**FRAGMENTO PARA LEER**
Lo que más se echa en falta desde que no se nos permite tocarnos es la posibilidad de un abrazo. El otro día quise dar el pésame a alguien y no se me ocurrió otra manera menos transgresora que esta para no quedarme de brazos cruzados frente al dolor de esa persona al recordarle la muerte del ser querido. Al abrazarnos podemos contagiar desde un resfriado, una gripe o el sarampión, hasta el coronavirus. Aún así cuesta aceptar que hay que deshumanizar el consuelo cuando cualquier desconocido te puede rozar la piel desde la mesa contigua en una terraza de bar.

Lo peor de las situaciones críticas es que obligan a tomar decisiones y ninguna es la correcta de antemano. Nunca es el mejor momento para tener un hijo, comprar una casa o reformar la Constitución y sin embargo cada día alguien perpetra alguna de las dos primeras opciones. Otro, en su lugar, haría una elección distinta pero sobre esos resultados que quedaron descartados ya solo caben especulaciones.

**FILAS MOSTRADAS**
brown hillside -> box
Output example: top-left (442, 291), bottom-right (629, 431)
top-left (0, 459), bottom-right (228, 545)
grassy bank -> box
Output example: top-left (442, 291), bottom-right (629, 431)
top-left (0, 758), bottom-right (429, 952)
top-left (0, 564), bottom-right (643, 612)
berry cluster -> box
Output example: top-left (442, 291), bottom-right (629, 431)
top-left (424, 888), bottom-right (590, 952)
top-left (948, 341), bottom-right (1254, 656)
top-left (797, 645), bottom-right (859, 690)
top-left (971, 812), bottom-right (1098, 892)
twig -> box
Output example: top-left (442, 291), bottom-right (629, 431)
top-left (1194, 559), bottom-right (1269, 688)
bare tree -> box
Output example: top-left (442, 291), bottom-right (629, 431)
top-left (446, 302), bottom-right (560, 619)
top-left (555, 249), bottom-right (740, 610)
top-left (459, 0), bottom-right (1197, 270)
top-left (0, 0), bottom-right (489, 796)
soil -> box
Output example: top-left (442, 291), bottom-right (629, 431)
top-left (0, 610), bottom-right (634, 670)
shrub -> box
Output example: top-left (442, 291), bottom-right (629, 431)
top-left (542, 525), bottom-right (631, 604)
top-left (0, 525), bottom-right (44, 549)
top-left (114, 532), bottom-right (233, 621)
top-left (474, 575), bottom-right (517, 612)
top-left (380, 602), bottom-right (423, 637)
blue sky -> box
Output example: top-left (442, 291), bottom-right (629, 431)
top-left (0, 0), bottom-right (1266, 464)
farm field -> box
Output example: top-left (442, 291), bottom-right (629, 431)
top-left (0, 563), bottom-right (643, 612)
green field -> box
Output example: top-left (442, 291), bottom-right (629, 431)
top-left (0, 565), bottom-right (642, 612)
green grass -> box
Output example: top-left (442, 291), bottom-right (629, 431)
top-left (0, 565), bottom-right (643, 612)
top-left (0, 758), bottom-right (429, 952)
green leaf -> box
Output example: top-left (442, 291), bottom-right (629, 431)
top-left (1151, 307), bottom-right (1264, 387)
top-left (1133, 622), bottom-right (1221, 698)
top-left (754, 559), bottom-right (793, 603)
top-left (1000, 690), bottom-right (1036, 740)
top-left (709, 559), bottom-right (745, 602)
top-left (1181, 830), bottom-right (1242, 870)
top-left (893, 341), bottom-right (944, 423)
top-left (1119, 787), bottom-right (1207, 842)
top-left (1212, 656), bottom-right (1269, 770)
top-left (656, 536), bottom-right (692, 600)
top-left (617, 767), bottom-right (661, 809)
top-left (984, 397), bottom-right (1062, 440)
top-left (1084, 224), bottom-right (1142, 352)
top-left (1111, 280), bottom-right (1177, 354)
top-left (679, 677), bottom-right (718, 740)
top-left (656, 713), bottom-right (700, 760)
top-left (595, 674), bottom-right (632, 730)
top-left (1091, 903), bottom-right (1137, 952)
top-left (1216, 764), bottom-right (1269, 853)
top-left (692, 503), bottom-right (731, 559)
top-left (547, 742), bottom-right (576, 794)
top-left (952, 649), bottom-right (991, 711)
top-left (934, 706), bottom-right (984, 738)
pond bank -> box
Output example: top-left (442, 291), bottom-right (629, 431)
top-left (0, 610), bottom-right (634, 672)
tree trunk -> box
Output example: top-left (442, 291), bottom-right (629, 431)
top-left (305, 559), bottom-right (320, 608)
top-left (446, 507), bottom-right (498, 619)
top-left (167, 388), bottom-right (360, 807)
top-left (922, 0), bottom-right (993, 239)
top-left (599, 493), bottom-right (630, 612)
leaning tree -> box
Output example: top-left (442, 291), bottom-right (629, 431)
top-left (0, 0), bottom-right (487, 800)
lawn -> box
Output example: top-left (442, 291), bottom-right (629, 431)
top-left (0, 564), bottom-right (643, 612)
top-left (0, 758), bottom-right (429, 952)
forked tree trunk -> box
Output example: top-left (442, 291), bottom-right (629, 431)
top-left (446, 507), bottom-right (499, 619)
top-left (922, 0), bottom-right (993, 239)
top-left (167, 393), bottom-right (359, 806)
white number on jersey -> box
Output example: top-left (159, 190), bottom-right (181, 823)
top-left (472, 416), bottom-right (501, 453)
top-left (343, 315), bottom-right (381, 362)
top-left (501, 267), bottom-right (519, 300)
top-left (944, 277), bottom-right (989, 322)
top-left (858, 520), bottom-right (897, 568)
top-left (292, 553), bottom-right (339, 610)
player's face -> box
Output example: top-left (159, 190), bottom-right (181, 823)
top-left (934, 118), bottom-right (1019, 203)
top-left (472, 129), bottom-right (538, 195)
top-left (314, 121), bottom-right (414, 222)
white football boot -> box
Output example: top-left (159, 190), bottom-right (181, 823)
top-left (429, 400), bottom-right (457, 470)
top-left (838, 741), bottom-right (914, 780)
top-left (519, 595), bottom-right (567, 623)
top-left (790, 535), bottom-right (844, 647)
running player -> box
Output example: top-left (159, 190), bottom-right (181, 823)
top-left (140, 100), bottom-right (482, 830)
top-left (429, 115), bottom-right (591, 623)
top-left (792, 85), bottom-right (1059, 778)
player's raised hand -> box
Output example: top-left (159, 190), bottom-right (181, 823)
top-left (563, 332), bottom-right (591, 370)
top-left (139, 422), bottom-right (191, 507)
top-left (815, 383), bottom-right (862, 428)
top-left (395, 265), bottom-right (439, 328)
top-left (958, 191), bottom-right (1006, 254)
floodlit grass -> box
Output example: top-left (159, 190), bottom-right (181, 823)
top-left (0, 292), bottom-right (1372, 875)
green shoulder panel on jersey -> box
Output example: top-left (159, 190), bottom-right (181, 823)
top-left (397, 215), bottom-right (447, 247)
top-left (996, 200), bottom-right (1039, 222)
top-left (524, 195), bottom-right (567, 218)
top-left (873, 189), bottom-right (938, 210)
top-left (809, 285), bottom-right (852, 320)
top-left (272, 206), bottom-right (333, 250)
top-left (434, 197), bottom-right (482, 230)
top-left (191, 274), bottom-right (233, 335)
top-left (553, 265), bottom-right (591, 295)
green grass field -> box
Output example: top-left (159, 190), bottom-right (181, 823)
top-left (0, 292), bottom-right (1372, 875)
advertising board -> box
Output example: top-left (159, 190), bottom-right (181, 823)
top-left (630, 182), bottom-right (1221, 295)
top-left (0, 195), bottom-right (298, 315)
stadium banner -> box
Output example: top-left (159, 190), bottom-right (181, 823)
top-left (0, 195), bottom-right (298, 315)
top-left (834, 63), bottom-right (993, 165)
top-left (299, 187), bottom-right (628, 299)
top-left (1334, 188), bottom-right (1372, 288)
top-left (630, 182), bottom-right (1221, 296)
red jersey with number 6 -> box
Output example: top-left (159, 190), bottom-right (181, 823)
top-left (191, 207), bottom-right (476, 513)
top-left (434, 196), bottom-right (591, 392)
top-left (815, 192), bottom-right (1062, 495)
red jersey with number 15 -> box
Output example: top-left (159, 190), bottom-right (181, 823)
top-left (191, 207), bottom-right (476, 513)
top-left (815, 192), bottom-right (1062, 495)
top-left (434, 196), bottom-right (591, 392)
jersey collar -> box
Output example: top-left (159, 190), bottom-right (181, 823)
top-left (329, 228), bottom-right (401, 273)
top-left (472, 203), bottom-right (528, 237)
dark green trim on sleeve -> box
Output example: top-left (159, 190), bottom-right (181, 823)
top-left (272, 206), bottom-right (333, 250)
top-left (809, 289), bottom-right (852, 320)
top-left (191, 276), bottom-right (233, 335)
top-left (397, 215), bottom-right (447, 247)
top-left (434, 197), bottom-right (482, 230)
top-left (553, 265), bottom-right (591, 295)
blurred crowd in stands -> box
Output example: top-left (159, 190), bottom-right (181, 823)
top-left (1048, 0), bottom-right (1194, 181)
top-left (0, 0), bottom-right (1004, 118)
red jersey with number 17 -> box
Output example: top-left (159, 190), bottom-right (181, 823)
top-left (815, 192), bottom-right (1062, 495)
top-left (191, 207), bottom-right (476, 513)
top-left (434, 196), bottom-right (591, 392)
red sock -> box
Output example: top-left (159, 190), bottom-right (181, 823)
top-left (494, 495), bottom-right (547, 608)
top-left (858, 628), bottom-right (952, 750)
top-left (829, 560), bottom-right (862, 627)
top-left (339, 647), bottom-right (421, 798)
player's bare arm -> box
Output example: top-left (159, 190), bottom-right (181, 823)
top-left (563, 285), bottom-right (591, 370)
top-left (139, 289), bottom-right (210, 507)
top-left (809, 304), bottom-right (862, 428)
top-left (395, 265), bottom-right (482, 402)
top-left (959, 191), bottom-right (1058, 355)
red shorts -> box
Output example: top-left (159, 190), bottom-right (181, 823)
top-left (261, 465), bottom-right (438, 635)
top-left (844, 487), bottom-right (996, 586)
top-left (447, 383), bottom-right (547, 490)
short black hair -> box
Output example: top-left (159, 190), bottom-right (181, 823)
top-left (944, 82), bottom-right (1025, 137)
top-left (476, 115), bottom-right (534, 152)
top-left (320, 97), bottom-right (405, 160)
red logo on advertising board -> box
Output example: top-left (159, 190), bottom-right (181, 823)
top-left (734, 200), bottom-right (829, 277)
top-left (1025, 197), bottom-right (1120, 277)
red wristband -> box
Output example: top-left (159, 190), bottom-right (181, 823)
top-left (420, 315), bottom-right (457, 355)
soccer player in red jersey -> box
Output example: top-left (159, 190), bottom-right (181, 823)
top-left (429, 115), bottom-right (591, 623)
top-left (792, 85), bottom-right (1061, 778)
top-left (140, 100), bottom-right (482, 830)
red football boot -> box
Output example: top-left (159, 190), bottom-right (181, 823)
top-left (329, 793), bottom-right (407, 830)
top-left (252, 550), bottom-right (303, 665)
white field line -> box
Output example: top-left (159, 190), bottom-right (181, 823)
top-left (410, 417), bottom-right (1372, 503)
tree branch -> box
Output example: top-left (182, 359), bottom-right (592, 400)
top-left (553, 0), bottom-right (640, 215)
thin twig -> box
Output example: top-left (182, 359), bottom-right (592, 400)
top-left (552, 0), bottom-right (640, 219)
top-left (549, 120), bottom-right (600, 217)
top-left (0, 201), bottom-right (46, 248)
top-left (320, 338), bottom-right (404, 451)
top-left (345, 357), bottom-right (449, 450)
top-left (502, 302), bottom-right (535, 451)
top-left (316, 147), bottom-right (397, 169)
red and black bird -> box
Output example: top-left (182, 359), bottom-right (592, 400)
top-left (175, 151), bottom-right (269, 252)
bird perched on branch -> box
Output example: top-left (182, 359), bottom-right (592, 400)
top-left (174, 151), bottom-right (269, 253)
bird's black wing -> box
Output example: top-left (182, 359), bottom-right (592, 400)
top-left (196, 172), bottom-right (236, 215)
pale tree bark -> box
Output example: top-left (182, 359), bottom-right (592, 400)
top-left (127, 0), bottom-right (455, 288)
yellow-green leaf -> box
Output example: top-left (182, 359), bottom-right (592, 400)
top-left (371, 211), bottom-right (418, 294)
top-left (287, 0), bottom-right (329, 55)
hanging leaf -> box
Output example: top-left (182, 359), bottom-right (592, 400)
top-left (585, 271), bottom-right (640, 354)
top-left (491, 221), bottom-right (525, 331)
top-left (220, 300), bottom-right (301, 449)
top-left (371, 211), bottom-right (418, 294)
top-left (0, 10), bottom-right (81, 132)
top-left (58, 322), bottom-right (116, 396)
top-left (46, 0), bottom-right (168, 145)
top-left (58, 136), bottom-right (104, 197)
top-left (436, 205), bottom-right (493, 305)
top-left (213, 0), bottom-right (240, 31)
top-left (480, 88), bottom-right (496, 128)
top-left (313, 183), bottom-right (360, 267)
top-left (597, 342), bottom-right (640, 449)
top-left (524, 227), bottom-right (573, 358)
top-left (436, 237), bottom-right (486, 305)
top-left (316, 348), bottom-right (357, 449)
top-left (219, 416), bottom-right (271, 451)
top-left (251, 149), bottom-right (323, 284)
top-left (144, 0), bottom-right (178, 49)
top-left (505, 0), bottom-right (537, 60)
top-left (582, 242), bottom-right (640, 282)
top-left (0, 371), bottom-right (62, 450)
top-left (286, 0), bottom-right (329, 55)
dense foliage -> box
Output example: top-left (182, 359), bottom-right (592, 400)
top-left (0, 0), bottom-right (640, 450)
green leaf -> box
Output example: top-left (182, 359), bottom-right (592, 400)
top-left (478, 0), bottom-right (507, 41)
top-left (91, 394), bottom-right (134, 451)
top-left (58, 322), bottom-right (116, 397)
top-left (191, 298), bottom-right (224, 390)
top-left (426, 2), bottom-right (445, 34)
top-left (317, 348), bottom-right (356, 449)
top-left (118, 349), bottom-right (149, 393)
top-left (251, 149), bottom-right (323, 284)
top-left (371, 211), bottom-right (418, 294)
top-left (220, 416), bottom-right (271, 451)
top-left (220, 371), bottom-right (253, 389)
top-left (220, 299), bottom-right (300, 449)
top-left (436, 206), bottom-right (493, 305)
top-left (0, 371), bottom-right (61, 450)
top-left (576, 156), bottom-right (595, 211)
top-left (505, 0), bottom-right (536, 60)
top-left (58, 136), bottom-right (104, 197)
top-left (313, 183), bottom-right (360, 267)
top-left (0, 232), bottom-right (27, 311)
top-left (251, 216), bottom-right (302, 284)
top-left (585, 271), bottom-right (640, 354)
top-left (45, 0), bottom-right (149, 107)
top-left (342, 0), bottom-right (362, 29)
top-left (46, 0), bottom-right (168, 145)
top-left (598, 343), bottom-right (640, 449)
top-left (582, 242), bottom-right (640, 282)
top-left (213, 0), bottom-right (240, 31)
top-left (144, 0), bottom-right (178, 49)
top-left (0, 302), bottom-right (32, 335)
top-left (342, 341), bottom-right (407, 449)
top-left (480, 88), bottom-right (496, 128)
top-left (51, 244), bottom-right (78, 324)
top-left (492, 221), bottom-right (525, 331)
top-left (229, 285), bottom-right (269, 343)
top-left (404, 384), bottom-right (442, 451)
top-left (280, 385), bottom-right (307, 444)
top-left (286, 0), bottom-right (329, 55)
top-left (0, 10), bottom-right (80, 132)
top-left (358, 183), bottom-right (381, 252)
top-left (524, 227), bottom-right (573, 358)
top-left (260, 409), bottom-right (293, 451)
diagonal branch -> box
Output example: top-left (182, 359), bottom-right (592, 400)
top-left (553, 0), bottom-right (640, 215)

**QUÉ HACER**
Reproduce íntegro el fragmento sobre el abrazo y las decisiones en momentos críticos, sin alterar una sola palabra ni signo. Las filas no tienen ningún papel en esto.

**RESULTADO**
Lo que más se echa en falta desde que no se nos permite tocarnos es la posibilidad de un abrazo. El otro día quise dar el pésame a alguien y no se me ocurrió otra manera menos transgresora que esta para no quedarme de brazos cruzados frente al dolor de esa persona al recordarle la muerte del ser querido. Al abrazarnos podemos contagiar desde un resfriado, una gripe o el sarampión, hasta el coronavirus. Aún así cuesta aceptar que hay que deshumanizar el consuelo cuando cualquier desconocido te puede rozar la piel desde la mesa contigua en una terraza de bar.

Lo peor de las situaciones críticas es que obligan a tomar decisiones y ninguna es la correcta de antemano. Nunca es el mejor momento para tener un hijo, comprar una casa o reformar la Constitución y sin embargo cada día alguien perpetra alguna de las dos primeras opciones. Otro, en su lugar, haría una elección distinta pero sobre esos resultados que quedaron descartados ya solo caben especulaciones.